▸ **What this task involves**
Begin with the line in which "Scan the photo above and verify: does it contain any wooden" appears and end with the final line of the entries. Retype each one exactly and add nothing.

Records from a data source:

________________________

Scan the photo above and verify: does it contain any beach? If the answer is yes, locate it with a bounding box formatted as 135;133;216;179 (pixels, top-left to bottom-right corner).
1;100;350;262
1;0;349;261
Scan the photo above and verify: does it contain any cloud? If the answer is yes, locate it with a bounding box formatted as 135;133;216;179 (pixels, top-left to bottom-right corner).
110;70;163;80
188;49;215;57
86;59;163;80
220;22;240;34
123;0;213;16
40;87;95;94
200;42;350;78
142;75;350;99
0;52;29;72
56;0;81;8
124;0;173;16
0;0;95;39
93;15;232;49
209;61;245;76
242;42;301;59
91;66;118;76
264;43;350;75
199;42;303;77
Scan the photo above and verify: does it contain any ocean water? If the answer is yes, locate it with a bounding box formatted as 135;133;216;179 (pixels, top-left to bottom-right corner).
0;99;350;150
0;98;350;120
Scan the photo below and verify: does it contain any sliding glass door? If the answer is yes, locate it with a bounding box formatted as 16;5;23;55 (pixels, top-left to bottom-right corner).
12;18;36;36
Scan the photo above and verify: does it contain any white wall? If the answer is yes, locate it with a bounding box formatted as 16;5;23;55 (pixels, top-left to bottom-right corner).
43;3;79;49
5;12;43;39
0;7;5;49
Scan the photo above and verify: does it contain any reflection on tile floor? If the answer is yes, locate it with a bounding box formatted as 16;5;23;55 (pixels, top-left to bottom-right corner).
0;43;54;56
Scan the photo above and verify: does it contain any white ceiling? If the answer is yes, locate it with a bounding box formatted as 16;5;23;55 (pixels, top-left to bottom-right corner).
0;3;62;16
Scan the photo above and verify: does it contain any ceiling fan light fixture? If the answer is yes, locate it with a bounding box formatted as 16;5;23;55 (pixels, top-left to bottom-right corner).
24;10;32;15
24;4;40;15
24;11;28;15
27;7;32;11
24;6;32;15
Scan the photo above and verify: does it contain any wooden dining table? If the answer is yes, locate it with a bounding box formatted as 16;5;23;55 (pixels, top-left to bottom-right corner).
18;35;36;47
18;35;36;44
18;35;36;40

________________________

▸ **Your response**
Scan the photo above and verify: does it contain any wooden dining table? If the answer is yes, locate it with a bounding box formatted as 16;5;23;55 (pixels, top-left to bottom-right corner).
18;35;36;47
18;35;36;44
18;35;36;40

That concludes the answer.